ASSIGNED TASK =>
Repeat the entries that follow, exactly as they are written.

##########

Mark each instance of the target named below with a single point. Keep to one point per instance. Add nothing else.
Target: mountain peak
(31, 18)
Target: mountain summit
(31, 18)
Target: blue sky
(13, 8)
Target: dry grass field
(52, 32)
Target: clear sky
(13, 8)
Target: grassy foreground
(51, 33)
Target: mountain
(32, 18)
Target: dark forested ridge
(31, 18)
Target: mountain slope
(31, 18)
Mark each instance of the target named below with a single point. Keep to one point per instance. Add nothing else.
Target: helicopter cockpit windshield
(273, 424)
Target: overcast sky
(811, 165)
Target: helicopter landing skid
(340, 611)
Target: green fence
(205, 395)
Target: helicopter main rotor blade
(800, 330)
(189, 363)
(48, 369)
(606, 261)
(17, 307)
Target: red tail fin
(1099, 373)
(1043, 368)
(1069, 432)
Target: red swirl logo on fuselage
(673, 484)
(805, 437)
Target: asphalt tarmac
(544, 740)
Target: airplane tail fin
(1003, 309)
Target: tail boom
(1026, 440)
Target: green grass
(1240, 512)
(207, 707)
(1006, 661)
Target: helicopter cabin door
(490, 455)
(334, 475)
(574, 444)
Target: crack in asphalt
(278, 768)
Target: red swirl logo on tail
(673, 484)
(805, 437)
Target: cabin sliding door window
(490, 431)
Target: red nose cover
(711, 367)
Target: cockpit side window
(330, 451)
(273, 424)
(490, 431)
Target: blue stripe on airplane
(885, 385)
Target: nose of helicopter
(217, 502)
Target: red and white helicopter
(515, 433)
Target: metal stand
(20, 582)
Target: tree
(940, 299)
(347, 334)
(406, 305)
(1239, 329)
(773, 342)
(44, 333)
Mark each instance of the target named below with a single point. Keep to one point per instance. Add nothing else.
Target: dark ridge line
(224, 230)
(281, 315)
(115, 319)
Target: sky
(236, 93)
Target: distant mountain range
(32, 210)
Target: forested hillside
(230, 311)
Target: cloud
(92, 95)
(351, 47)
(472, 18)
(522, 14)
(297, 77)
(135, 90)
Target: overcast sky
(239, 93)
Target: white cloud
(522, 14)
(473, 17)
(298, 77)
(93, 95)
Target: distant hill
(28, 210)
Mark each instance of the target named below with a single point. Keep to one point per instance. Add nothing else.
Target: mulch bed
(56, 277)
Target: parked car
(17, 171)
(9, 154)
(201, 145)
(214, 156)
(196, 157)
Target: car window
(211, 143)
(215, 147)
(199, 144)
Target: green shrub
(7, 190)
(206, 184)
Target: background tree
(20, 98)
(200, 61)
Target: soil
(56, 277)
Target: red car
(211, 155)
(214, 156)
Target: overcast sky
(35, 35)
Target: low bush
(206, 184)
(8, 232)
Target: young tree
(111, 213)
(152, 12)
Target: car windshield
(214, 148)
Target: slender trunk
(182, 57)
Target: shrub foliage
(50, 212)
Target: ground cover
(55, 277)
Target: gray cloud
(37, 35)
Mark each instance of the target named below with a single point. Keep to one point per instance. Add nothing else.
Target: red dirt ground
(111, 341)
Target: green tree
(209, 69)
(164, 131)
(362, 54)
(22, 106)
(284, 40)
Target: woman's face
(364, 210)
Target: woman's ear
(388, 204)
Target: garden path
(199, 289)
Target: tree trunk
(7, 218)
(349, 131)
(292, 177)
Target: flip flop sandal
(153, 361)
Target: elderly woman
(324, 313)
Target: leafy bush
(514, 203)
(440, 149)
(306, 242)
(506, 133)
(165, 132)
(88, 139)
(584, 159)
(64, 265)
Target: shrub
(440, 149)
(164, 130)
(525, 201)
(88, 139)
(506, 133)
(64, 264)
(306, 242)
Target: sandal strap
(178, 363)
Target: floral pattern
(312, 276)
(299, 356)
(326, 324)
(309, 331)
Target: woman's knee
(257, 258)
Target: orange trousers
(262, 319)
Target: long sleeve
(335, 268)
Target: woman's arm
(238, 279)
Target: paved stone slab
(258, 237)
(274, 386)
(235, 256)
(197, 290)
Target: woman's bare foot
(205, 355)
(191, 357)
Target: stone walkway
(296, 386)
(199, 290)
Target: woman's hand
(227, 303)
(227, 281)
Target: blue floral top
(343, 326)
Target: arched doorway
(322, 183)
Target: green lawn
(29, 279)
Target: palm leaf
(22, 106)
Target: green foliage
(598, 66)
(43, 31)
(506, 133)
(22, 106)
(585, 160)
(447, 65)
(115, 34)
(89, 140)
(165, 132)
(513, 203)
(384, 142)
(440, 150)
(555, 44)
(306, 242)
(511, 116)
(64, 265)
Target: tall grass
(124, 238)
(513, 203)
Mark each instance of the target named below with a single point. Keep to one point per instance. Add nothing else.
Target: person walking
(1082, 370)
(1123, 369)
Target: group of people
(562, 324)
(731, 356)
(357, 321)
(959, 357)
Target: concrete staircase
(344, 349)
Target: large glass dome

##########

FINAL ANSWER =>
Mark each instance of the target named below with a single point. Keep to one point per instance. Add nothing else.
Target: mountain peak
(31, 18)
Target: mountain summit
(31, 18)
Target: blue sky
(13, 8)
Target: dry grass field
(52, 32)
Target: clear sky
(13, 8)
Target: grassy foreground
(51, 33)
Target: mountain
(32, 18)
Target: dark forested ridge
(31, 18)
Target: mountain slope
(31, 18)
Mark each instance of the target named below with a single point. Keep to one point per instance. Add nothing else.
Target: helicopter cockpit windshield
(273, 424)
Target: overcast sky
(811, 165)
Target: helicopter landing skid
(340, 611)
Target: green fence
(205, 395)
Target: helicopter main rotor blade
(800, 330)
(189, 363)
(48, 369)
(606, 261)
(17, 307)
Target: red tail fin
(1099, 373)
(1043, 368)
(1069, 432)
Target: red swirl logo on fuselage
(673, 484)
(805, 437)
Target: asphalt tarmac
(544, 740)
Target: airplane tail fin
(1003, 309)
Target: tail boom
(1026, 440)
Target: green grass
(1240, 512)
(207, 707)
(1006, 661)
Target: helicopter cabin door
(490, 455)
(334, 475)
(574, 444)
Target: crack in asphalt
(278, 768)
Target: red swirl logo on tail
(673, 484)
(805, 437)
Target: cabin sliding door window
(490, 431)
Target: red nose cover
(711, 367)
Target: cockpit side window
(330, 451)
(273, 424)
(490, 431)
Target: blue stripe on airplane
(885, 385)
Target: nose of helicopter
(217, 502)
Target: red and white helicopter
(515, 433)
Target: metal stand
(20, 582)
Target: tree
(940, 299)
(347, 334)
(406, 305)
(1239, 329)
(773, 342)
(44, 333)
Mark each instance of the target named below with a single point. Keep to one point per instance. Add nothing else.
Target: dark ridge line
(224, 230)
(281, 315)
(115, 319)
Target: sky
(236, 93)
Target: distant mountain range
(32, 210)
Target: forested hillside
(230, 311)
Target: cloud
(92, 95)
(351, 47)
(472, 18)
(522, 14)
(297, 77)
(135, 90)
Target: overcast sky
(239, 93)
Target: white cloud
(522, 14)
(473, 17)
(298, 77)
(93, 95)
Target: distant hill
(28, 210)
Mark each instance of the target named below with a single point. Keep to one point per instance. Add nothing else.
Target: mulch bed
(56, 277)
Target: parked car
(17, 171)
(9, 154)
(201, 145)
(214, 156)
(196, 157)
Target: car window
(211, 143)
(215, 147)
(199, 144)
Target: green shrub
(7, 190)
(206, 184)
Target: background tree
(20, 98)
(200, 61)
Target: soil
(56, 277)
Target: red car
(211, 155)
(214, 156)
Target: overcast sky
(35, 35)
Target: low bush
(206, 184)
(8, 232)
Target: young tree
(111, 213)
(152, 12)
Target: car windshield
(214, 148)
Target: slender trunk
(182, 57)
Target: shrub foliage
(50, 212)
Target: ground cover
(55, 277)
Target: gray cloud
(37, 35)
Mark each instance of the target named below with a single point. Keep to one point per instance. Add nothing else.
Target: red dirt ground
(111, 341)
Target: green tree
(209, 69)
(164, 131)
(362, 54)
(22, 106)
(284, 40)
Target: woman's face
(364, 210)
Target: woman's ear
(388, 204)
Target: garden path
(199, 289)
Target: tree trunk
(7, 218)
(349, 131)
(292, 177)
Target: flip flop sandal
(153, 361)
Target: elderly woman
(324, 313)
Target: leafy bush
(514, 203)
(440, 149)
(306, 242)
(506, 133)
(165, 132)
(88, 139)
(584, 159)
(64, 265)
Target: shrub
(440, 149)
(164, 130)
(525, 201)
(88, 139)
(506, 133)
(64, 264)
(306, 242)
Target: sandal strap
(178, 363)
Target: floral pattern
(312, 276)
(299, 356)
(326, 324)
(309, 331)
Target: woman's knee
(257, 258)
Target: orange trousers
(262, 319)
Target: long sleeve
(335, 268)
Target: woman's arm
(238, 279)
Target: paved stone slab
(258, 237)
(274, 386)
(235, 256)
(197, 290)
Target: woman's bare foot
(205, 355)
(191, 357)
Target: stone walkway
(296, 386)
(199, 290)
Target: woman's hand
(227, 303)
(227, 281)
Target: blue floral top
(343, 326)
Target: arched doorway
(322, 183)
Target: green lawn
(29, 279)
Target: palm leaf
(22, 106)
Target: green foliage
(598, 66)
(43, 31)
(506, 133)
(22, 106)
(585, 160)
(447, 65)
(115, 34)
(89, 140)
(165, 132)
(513, 203)
(384, 142)
(440, 150)
(555, 44)
(306, 242)
(511, 116)
(64, 265)
Target: tall grass
(124, 238)
(513, 203)
Mark each instance of the target named below with a single point. Keep to one point per instance. Add nothing else.
Target: person walking
(1082, 370)
(1123, 369)
Target: group of people
(562, 324)
(731, 356)
(357, 321)
(959, 357)
Target: concrete staircase
(344, 349)
Target: large glass dome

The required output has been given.